START DATASET ENTRIES

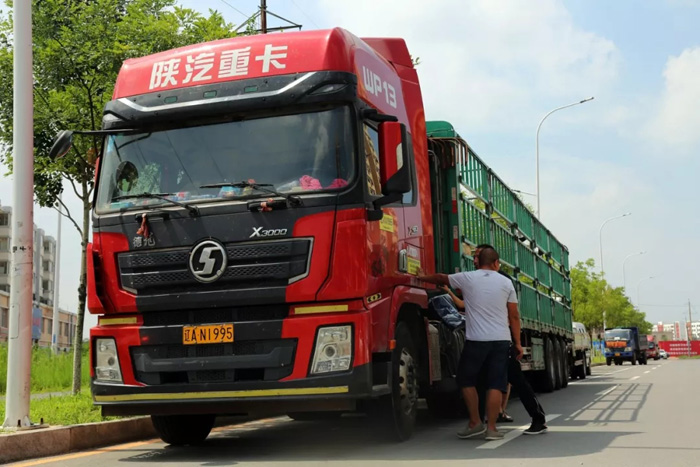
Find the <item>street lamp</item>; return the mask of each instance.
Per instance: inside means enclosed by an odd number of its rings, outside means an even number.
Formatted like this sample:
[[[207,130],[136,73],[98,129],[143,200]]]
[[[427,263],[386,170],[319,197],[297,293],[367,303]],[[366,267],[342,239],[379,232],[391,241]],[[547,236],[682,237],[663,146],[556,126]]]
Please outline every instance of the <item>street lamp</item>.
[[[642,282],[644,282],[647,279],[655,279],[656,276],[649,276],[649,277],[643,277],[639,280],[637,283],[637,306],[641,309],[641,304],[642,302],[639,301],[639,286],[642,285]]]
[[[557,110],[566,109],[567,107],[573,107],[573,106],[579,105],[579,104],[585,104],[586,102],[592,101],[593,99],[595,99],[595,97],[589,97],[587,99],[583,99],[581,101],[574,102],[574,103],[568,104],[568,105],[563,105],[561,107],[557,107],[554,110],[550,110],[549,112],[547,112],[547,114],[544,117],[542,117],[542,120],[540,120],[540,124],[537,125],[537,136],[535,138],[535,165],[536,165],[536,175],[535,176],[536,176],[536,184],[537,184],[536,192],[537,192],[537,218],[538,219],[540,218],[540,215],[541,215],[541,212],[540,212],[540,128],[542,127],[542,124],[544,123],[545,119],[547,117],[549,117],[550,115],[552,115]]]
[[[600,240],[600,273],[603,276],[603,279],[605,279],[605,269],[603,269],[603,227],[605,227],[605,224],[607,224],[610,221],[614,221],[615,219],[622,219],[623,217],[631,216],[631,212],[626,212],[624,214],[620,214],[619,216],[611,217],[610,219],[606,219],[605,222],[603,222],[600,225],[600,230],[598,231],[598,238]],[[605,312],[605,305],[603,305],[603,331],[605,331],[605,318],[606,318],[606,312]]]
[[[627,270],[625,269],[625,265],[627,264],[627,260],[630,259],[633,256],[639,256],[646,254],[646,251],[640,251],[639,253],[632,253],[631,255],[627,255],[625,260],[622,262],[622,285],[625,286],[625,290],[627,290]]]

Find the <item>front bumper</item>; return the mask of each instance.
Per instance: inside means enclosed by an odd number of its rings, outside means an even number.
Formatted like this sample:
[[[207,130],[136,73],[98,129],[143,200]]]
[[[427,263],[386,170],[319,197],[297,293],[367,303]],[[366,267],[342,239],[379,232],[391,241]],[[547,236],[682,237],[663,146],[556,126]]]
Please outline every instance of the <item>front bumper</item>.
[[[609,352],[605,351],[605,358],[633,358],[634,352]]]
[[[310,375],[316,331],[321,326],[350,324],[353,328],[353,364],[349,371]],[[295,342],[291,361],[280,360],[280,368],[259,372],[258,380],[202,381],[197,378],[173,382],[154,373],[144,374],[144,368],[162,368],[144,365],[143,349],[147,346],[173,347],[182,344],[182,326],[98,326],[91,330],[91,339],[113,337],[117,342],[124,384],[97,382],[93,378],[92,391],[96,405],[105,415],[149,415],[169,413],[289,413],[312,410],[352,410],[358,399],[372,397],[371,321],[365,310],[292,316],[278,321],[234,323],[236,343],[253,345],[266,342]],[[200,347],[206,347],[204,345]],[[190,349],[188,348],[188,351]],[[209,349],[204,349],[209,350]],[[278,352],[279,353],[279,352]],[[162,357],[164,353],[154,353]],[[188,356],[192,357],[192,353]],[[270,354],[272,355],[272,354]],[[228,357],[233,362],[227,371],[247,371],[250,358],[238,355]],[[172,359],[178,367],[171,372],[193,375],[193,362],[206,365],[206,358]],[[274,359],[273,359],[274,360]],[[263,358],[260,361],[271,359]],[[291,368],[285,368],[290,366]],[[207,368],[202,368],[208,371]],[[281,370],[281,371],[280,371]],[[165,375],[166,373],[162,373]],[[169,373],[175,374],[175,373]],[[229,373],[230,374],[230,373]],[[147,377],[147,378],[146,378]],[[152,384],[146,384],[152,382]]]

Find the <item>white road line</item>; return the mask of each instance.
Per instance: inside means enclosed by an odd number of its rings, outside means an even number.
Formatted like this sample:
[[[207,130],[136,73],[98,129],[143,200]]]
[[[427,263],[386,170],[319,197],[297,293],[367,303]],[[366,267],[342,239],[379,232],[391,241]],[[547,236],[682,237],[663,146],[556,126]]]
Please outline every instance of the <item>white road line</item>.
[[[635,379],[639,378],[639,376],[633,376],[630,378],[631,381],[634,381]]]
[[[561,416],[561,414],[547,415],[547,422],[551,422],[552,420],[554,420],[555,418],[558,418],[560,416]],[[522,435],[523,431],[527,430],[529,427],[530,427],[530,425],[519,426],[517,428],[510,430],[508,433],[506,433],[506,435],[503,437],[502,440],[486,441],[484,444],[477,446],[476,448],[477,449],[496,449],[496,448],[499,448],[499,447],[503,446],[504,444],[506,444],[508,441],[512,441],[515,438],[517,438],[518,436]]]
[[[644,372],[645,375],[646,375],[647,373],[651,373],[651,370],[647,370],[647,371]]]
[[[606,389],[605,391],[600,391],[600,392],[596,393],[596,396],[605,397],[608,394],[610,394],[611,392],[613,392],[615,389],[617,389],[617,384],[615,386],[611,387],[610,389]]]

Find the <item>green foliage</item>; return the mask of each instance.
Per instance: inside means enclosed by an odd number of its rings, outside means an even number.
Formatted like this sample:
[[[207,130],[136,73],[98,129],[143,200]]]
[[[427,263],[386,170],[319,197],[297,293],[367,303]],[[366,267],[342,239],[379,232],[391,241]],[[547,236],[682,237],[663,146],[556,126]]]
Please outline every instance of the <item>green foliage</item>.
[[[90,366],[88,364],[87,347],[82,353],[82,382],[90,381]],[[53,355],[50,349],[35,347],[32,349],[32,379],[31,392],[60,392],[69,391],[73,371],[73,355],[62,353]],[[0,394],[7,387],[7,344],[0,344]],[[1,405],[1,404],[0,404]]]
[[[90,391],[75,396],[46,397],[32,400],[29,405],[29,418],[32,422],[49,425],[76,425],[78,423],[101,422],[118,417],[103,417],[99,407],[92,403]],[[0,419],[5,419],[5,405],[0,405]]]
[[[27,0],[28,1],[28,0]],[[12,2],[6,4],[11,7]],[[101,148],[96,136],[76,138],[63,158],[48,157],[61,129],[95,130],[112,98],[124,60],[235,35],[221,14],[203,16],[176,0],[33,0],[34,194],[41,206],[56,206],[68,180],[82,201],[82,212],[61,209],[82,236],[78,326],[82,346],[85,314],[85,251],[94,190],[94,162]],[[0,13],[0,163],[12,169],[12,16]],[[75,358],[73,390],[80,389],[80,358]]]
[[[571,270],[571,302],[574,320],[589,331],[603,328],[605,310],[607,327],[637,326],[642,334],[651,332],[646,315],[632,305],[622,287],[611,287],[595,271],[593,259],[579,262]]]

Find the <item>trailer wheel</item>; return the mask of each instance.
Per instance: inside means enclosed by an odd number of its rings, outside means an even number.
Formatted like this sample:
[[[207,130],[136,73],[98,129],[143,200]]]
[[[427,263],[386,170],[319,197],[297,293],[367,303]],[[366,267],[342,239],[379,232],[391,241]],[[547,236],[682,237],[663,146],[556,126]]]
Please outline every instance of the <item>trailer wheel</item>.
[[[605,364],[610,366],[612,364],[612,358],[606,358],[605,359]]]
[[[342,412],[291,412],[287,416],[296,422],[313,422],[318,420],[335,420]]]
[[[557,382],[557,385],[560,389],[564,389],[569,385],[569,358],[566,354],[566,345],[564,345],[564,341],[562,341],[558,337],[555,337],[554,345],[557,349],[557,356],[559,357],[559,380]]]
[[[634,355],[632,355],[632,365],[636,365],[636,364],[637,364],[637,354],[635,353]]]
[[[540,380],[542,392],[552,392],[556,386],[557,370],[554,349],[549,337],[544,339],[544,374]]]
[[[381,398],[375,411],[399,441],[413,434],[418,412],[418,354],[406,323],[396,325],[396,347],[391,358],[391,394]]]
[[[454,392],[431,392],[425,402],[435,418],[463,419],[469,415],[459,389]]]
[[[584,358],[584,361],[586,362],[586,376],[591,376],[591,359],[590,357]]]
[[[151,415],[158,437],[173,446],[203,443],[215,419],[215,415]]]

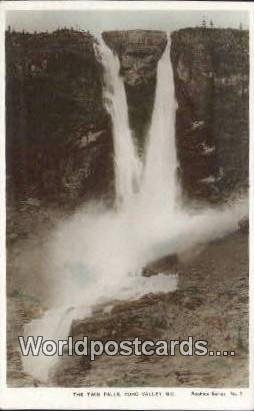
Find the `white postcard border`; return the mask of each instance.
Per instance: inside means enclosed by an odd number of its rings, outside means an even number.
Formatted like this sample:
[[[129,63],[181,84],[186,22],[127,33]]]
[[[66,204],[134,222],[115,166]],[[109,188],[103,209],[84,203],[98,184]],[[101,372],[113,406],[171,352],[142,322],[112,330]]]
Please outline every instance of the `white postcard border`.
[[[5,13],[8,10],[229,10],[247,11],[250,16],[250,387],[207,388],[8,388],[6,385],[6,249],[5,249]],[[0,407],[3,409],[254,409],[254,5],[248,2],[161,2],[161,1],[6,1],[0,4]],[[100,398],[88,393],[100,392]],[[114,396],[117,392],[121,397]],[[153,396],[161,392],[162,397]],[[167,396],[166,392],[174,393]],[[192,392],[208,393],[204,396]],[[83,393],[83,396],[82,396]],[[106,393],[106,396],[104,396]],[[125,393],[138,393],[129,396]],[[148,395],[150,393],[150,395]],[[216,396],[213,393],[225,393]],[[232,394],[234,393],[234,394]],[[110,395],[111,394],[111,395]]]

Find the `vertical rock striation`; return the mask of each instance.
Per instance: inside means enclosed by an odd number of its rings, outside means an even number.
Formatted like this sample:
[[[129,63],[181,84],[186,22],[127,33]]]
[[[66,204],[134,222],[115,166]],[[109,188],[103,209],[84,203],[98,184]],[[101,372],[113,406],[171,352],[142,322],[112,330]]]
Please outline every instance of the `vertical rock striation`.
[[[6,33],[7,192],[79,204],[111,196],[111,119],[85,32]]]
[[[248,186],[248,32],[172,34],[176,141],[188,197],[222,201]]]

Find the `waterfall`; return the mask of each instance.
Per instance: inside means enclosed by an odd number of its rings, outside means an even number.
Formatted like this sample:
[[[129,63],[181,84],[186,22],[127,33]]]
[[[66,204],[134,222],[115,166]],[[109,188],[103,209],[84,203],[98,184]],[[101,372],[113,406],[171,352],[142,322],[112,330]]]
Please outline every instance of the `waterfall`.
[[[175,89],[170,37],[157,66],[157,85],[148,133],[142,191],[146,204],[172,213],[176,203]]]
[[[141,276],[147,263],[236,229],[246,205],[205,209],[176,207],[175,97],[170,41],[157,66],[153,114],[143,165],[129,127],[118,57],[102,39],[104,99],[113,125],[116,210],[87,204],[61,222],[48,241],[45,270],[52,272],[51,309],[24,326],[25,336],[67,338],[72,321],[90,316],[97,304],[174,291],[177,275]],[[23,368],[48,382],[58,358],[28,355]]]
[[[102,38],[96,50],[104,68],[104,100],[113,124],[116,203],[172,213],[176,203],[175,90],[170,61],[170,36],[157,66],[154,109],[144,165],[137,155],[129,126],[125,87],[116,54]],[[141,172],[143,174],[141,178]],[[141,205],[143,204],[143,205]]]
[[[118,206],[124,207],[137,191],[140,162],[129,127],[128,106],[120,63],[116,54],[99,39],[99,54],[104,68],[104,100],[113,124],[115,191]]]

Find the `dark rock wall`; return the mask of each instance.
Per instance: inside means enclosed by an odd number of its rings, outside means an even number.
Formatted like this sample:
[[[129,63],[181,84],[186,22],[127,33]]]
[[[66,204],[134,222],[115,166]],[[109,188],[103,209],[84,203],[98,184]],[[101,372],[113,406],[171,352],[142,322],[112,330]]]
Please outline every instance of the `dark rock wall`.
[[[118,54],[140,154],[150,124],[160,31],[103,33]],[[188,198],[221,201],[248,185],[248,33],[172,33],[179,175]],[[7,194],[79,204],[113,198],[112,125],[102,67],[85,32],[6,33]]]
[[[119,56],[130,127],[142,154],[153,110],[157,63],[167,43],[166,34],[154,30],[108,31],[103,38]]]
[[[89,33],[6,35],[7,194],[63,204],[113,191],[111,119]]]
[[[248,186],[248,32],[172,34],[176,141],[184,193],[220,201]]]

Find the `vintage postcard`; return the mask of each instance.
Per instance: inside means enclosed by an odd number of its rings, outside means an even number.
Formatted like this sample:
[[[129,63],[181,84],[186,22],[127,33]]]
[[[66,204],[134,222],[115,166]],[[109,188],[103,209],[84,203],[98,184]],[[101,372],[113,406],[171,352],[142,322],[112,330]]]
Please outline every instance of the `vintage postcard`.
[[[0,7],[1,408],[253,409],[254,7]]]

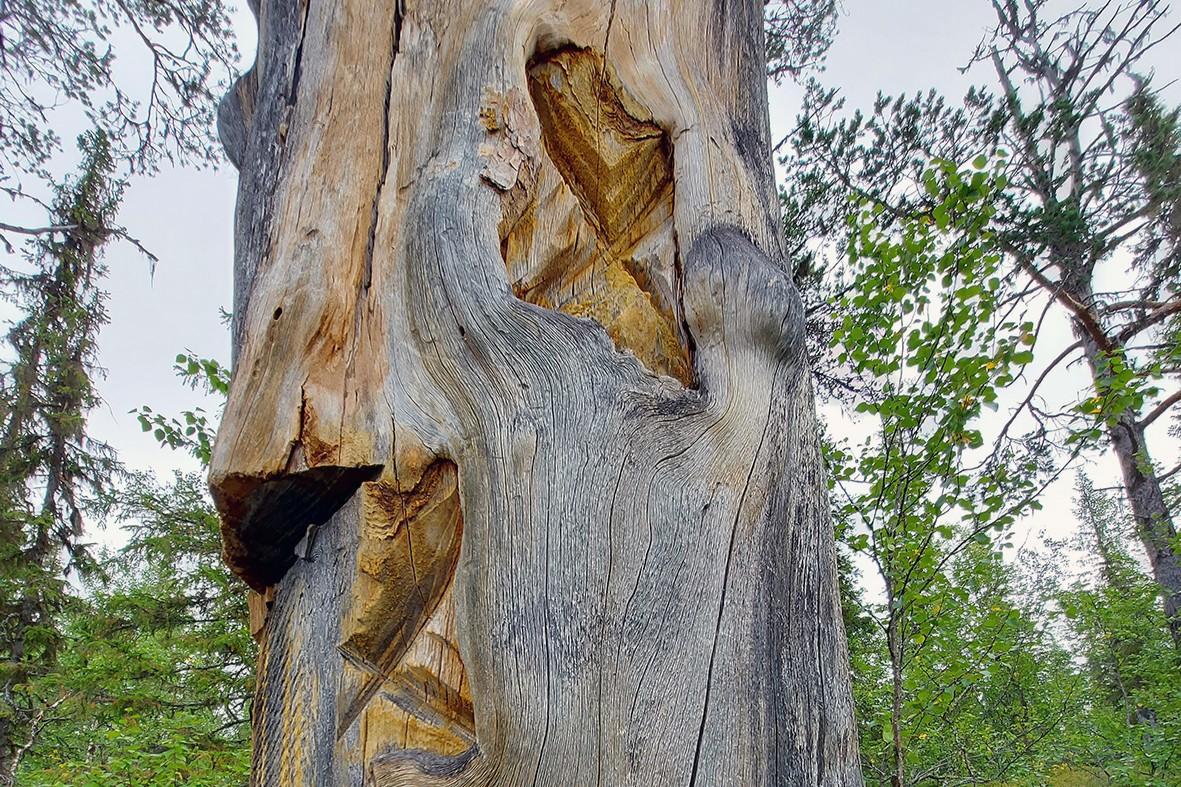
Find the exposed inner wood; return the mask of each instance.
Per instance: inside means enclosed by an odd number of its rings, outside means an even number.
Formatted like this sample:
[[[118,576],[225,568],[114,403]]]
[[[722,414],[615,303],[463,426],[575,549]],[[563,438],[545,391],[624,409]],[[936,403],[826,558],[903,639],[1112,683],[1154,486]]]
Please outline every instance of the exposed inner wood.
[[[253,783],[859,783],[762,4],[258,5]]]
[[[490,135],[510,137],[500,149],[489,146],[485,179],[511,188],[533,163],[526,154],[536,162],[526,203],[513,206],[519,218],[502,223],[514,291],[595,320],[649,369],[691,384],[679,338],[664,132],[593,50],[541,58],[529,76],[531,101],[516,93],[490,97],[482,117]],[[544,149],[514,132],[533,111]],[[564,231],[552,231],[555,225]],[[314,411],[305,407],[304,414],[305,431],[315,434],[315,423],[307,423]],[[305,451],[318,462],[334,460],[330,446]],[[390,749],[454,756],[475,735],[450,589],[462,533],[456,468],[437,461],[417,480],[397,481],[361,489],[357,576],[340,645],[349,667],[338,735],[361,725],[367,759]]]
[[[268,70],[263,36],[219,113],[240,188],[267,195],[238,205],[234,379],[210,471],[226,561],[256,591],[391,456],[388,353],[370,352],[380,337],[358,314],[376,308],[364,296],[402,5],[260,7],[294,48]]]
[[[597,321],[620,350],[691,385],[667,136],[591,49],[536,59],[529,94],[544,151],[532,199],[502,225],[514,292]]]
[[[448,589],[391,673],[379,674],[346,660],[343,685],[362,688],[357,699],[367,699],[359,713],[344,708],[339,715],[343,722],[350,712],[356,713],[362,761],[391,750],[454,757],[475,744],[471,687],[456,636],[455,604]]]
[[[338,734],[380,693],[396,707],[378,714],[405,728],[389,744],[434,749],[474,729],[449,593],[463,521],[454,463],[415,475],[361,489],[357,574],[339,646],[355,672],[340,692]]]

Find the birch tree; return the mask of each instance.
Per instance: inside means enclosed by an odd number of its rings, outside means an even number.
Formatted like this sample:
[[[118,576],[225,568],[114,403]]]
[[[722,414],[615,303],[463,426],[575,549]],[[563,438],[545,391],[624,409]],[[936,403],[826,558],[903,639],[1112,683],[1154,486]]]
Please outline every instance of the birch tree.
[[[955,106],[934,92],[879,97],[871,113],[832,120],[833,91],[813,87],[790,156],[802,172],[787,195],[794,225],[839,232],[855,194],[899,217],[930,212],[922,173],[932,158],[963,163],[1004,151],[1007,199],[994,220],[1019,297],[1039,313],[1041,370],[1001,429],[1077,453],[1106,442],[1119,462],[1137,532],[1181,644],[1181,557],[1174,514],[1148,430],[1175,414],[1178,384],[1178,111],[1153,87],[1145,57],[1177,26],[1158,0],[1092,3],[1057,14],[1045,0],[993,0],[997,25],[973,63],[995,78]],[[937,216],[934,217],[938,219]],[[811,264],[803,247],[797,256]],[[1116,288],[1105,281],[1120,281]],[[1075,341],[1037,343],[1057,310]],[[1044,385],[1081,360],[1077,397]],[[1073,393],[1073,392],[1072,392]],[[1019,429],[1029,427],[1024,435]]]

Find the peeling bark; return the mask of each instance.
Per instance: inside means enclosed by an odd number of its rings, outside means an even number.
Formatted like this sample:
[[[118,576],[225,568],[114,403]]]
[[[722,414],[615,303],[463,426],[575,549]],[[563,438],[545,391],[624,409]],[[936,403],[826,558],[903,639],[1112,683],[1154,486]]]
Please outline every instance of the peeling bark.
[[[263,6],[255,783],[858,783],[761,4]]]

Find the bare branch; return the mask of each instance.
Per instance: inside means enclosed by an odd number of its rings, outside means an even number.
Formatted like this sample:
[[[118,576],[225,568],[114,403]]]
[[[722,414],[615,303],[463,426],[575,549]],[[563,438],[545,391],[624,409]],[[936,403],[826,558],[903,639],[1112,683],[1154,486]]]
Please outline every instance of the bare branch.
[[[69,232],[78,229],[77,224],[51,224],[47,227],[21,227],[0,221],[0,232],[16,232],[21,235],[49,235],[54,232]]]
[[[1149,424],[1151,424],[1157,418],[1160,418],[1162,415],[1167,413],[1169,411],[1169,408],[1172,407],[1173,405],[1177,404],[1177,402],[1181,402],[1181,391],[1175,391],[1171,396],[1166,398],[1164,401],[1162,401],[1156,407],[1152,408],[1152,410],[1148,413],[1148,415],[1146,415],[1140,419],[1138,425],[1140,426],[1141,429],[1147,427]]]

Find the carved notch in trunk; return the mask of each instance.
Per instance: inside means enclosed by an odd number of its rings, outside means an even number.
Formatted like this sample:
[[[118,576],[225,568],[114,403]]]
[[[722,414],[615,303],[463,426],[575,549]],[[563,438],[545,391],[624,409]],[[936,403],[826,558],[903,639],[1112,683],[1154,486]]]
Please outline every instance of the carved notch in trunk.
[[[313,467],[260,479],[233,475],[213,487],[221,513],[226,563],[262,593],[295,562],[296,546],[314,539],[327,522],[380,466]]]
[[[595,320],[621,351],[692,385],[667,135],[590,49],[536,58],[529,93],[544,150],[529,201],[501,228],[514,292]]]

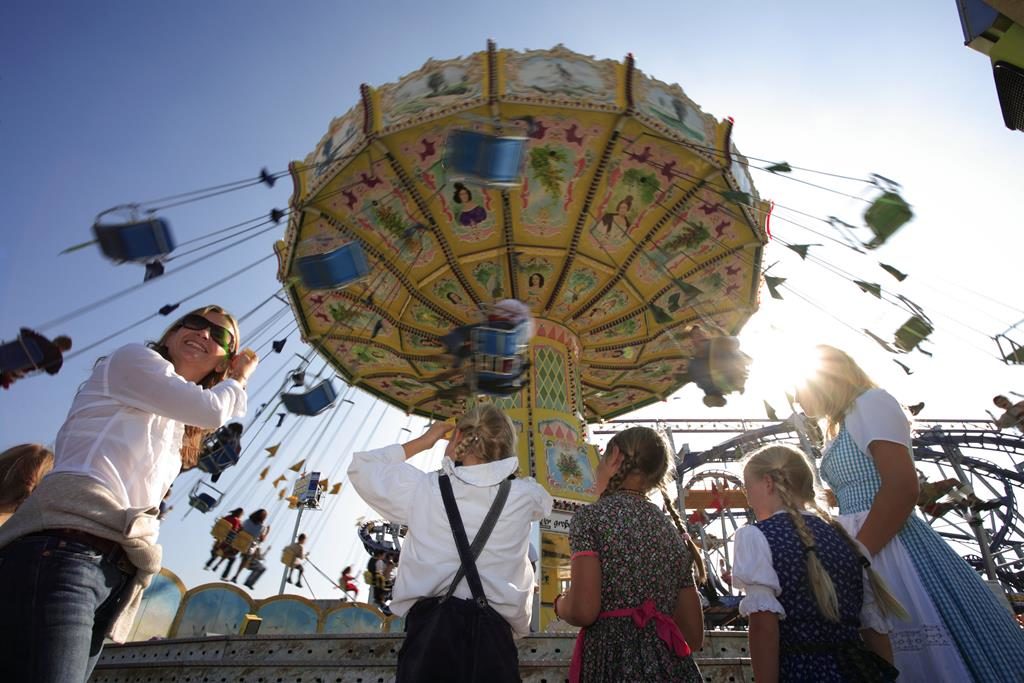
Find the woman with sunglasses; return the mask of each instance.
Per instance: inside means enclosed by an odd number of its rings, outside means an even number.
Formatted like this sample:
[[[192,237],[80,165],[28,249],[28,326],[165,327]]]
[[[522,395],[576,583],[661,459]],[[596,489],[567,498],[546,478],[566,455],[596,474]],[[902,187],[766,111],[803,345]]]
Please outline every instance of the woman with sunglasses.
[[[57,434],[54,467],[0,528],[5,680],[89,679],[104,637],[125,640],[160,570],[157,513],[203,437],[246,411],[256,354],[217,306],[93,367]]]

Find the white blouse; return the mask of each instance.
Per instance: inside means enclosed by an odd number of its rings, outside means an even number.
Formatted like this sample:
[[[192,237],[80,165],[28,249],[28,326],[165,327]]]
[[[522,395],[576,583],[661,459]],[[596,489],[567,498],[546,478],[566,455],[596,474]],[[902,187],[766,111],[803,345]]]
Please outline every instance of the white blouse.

END DATASET ENTRIES

**WHAT TO DO**
Collect the lines of the data that carry the word "blouse".

**OUTPUT BELOW**
Find the white blouse; return the mask of each instance.
Please outline every instance of the white blouse.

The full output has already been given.